Answer to Question #251617 in Macroeconomics for Renlove

Question #251617

2.3. COVID-19 adversely affected both our health and economic prospects, which in turn affected the behavior of economic agents—firms and households. Therefore, agents resorted to the ‘wait and see’ approach, which

 

means postponing consumption and investment due to increased uncertainty. a) what impact this change in behavior had on employment and output? b) what effect did it have on the aggregate demand? [Use diagrams to illustrate your responses]. [10 marks]

2.4. A stimulus package worth R500 billion was designed and by government of South Africa in 202 to keep businesses and households afloat. If the marginal propensity to consume equals 0.75, and R500 billion equals to the change in government spending (∆𝐺), how does change in government affected output and employment? [7 marks] Do you think the size of the multiplier is justifiable in the context of South Africa?


1
Expert's answer
2021-10-18T11:27:45-0400

(a)

The rate of employment declined due to a decrease in investment projects that provide key employment opportunities. When employment rate goes down, the output in the economy generally decreases. A decrease in consumption rate also means that less will be produced.

(b)
+++++
▸ REQUIREMENT 1
In the macroeconomics question page, what value is given for the marginal propensity to consume?
▸ REQUIREMENT 2
Resume the macroeconomics answer page from the point where it stops.

▸ THE DATA
+++++
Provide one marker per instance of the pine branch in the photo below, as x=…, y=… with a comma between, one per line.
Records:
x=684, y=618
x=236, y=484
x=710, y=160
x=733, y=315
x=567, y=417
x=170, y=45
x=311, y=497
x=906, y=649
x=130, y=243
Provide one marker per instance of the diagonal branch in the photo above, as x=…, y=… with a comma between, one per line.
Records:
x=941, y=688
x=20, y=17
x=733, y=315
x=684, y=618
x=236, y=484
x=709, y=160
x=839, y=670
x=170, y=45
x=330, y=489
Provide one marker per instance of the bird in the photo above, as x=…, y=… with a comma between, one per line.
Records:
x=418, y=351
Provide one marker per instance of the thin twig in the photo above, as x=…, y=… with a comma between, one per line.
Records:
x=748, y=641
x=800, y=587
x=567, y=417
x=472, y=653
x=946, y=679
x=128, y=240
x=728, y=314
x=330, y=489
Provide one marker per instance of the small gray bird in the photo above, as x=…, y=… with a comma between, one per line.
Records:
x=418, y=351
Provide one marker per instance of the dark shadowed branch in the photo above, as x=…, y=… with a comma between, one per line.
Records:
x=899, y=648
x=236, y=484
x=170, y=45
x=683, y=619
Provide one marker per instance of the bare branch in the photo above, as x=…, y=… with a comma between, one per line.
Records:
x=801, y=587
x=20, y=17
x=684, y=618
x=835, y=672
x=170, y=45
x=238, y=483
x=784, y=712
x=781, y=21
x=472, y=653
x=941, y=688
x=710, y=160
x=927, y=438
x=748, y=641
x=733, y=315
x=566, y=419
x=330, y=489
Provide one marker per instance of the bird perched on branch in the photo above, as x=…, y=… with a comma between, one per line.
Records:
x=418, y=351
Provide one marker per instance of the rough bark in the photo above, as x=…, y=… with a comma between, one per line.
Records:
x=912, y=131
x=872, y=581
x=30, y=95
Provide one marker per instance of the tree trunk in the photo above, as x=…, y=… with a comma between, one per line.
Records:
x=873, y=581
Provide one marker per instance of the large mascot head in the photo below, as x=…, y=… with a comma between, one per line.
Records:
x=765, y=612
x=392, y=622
+++++
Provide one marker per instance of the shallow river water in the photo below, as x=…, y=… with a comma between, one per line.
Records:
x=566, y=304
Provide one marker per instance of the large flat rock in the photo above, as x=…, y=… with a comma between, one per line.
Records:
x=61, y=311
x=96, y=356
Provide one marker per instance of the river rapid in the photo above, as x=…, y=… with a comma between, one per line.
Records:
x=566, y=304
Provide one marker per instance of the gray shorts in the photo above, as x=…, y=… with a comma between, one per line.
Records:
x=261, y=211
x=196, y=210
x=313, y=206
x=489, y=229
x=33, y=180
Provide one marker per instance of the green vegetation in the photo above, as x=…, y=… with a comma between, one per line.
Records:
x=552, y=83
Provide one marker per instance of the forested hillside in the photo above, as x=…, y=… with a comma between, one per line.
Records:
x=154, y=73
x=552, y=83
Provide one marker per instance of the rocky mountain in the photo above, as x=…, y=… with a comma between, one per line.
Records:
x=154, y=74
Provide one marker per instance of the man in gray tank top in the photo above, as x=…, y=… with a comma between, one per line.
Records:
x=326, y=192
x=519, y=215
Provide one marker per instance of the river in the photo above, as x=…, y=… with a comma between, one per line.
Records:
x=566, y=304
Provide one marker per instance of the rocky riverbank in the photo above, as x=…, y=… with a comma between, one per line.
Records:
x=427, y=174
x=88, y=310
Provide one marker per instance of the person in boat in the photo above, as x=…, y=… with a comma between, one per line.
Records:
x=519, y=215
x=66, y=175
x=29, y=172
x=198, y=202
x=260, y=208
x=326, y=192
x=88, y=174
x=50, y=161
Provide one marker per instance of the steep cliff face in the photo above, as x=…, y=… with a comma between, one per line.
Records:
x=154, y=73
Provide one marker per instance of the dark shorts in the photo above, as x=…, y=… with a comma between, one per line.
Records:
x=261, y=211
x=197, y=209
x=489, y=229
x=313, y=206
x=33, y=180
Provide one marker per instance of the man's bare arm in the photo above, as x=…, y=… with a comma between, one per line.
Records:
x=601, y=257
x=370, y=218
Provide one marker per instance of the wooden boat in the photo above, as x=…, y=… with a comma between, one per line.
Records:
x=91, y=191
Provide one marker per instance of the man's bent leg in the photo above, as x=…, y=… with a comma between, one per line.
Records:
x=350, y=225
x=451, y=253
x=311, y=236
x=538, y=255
+++++
▸ ANSWER SPACE 1
0.75

▸ ANSWER SPACE 2
Aggregate demand generally reduce because the rate of consumption falls. Also, due to unemployment, disposable income to be spent on consumption decreased hence demand was cut down. Minimal savings were also made resulting in decreased level of investment.









(2)

The change in government spending affects employment and output positively. The injection of the R500 billion into the economy by the government is meant to serve the citizens by alleviating them from poverty , through the creation of employment opportunities.

When more jobs are created, it means that the economic output will increase and this shall help the country in its struggle to recover from the impact of COVID-19.

I think the size of the multiplier used in the context of South Africa is justifiable. It effectively addresses the proportion of income that goes into taxes and savings in accordance with the current state of the economy.